*** Opening of PASSAGE ***
F7GAT transfers glucuronic acid from UDP-glucuronic acid (UDPGA) of sugar donor to the 7-OH group of flavonoids of sugar acceptor. F7GAT was firstly purified from S. baicalensis, which specifically uses UDPGA as the sugar donor and glucuronosylates the 7-OH group of flavones with ortho-substituents, such as scutellarein and baicalein [53]. F7GATs isolated from the plants within the Lamiales order are the members of the UGT88-related cluster [6]. In this study, we did not found any ortholog of F7GAT in the transcriptome dataset of E. breviscapus. The reason is not clear.
*** Close of PASSAGE ***
*** Opening of DATA FOR ANALYSIS ***
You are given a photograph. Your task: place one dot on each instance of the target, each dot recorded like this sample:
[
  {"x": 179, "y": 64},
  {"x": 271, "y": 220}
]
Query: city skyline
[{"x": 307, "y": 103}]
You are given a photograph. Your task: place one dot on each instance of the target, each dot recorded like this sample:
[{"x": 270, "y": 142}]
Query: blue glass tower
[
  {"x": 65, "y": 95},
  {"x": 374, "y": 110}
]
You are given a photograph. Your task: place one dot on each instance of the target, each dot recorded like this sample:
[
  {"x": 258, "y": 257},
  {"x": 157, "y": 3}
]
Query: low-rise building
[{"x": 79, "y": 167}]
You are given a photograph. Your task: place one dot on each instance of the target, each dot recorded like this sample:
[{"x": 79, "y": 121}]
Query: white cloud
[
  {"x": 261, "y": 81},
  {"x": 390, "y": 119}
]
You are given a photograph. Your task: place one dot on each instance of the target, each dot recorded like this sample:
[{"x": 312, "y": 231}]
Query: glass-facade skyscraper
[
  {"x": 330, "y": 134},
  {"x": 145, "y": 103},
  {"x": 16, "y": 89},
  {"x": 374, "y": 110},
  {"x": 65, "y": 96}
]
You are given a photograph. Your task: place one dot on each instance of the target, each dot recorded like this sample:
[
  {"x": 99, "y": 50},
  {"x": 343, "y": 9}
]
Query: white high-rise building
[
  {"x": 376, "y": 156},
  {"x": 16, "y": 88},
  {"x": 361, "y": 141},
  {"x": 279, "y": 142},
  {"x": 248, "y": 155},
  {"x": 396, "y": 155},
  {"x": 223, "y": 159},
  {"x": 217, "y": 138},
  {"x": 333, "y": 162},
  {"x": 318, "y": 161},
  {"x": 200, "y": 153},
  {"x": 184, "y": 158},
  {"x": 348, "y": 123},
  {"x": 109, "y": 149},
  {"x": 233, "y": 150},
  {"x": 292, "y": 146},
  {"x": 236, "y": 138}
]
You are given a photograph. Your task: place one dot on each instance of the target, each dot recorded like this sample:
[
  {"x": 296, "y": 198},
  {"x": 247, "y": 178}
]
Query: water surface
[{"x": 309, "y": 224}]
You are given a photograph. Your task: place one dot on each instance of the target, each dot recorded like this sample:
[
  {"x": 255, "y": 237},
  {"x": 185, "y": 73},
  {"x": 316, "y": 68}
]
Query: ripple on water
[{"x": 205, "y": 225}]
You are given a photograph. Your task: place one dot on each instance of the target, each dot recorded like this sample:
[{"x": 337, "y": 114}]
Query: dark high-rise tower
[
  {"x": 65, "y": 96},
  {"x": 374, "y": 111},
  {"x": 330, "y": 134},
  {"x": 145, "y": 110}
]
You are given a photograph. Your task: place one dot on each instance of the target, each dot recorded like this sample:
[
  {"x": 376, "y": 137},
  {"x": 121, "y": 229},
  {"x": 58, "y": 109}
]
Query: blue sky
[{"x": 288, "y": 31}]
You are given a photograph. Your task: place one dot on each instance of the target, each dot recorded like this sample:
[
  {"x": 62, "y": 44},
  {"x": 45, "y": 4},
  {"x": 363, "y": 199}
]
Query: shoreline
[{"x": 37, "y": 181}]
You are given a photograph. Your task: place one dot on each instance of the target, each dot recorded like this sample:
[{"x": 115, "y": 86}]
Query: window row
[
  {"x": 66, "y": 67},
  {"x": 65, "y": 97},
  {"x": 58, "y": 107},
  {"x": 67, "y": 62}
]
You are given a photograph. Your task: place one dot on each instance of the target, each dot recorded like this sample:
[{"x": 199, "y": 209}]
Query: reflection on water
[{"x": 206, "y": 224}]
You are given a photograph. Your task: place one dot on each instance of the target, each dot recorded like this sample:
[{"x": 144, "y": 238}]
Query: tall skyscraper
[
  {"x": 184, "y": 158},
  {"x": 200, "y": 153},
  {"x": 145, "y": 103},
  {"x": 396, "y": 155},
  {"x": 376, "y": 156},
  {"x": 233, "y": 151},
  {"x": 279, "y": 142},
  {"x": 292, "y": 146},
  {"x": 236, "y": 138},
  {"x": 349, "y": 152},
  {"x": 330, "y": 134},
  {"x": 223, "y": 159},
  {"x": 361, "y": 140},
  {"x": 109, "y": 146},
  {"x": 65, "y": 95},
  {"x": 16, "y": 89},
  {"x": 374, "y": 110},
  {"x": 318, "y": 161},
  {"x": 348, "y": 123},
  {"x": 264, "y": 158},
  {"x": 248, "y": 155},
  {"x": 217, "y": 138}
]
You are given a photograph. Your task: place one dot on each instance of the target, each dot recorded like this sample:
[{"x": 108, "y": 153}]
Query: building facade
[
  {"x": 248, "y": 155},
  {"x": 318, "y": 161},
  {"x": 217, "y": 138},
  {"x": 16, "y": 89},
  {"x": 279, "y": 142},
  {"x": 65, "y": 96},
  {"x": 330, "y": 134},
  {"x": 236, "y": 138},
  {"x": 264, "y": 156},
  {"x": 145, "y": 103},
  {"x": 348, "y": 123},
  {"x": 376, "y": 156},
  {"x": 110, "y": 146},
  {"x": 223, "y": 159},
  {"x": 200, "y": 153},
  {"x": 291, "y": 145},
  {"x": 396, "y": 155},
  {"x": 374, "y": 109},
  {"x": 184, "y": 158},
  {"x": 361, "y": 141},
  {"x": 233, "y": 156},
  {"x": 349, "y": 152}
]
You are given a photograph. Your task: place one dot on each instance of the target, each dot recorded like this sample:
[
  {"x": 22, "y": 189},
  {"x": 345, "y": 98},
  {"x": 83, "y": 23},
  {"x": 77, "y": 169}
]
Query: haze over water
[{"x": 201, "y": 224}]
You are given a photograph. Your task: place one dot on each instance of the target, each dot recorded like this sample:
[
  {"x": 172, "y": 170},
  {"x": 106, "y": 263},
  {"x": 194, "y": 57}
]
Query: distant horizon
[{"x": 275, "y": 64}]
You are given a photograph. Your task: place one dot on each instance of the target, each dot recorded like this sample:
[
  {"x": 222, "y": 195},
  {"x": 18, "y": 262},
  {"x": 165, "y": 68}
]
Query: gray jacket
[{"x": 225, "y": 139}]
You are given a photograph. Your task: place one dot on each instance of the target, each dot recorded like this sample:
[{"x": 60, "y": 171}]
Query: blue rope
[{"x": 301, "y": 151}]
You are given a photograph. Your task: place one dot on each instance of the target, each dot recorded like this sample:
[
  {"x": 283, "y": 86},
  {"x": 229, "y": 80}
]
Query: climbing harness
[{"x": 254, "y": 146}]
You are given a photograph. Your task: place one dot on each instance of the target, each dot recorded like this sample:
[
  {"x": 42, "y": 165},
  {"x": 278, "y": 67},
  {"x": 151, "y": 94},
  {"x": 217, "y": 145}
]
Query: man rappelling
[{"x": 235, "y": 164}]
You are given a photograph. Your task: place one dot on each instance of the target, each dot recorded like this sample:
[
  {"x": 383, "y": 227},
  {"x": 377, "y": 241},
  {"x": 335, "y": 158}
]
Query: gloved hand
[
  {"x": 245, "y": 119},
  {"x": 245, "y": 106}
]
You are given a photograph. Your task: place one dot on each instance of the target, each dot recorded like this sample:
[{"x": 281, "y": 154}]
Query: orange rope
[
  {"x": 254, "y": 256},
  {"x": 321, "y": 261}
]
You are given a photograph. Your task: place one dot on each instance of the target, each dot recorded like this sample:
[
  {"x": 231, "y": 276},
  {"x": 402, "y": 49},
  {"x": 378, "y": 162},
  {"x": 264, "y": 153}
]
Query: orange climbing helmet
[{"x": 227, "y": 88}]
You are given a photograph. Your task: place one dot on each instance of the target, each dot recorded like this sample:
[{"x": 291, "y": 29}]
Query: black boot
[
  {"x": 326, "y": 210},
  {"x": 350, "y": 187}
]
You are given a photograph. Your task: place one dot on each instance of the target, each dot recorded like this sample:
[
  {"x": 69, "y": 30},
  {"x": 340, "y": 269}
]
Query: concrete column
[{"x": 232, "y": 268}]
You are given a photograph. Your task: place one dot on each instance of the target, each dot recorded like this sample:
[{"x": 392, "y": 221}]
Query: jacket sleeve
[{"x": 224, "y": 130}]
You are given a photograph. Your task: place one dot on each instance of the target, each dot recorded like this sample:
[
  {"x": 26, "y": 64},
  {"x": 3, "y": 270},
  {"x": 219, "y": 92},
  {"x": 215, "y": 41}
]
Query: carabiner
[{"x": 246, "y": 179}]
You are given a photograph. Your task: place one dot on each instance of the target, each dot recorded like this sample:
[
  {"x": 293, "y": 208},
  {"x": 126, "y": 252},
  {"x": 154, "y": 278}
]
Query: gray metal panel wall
*** Close of DATA FOR ANALYSIS ***
**WORK INSTRUCTIONS**: Summarize the passage on F7GAT in two sentences.

**ANSWER TO THIS PROBLEM**: F7GAT moves glucuronic acid from the sugar donor UDP-glucuronic acid to the 7-OH group of flavonoids; it was first purified from S. baicalensis, and those isolated from plants in the Lamiales order belong to the UGT88-related cluster. No ortholog of F7GAT was found in the transcriptome dataset of E. breviscapus, and the reason is not clear.